## Instruction
Count the lines in the records below that contain the word "tree", and reply with only that number.

## Material for this task
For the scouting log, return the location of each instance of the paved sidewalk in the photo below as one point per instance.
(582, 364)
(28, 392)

==

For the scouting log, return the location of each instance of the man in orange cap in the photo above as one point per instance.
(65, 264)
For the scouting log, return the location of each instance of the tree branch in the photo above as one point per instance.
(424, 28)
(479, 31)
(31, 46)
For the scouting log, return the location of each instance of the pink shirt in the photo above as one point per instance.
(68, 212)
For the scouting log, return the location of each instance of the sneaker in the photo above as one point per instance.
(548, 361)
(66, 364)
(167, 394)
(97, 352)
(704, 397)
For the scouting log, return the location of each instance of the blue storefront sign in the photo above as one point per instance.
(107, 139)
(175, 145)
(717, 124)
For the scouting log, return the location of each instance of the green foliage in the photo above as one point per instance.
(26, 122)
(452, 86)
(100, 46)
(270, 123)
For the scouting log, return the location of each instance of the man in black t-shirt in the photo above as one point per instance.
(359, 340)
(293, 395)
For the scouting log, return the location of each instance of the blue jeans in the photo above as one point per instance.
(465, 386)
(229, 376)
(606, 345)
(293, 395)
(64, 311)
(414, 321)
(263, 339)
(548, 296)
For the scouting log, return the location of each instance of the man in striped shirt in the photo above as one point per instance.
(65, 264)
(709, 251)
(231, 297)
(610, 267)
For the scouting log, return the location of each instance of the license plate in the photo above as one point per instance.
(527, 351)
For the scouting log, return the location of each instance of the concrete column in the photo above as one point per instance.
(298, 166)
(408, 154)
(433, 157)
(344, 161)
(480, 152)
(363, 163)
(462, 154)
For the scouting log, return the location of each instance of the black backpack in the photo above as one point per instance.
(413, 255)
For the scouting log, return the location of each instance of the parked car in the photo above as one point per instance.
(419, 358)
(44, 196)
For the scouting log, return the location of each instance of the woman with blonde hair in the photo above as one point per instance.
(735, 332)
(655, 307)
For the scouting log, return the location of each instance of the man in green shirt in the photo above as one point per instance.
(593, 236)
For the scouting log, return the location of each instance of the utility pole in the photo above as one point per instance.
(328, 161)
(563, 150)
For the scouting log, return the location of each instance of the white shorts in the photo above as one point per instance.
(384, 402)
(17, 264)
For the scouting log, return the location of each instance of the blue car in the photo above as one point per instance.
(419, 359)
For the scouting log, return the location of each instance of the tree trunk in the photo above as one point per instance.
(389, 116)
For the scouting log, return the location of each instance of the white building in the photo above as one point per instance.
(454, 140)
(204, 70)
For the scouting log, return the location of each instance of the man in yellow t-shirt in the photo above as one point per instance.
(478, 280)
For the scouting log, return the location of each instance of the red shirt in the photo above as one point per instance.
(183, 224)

* * *

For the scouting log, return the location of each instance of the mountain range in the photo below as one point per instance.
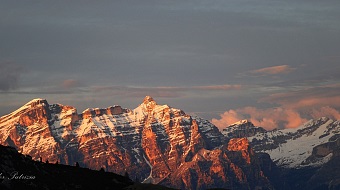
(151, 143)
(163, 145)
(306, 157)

## Answer to this task
2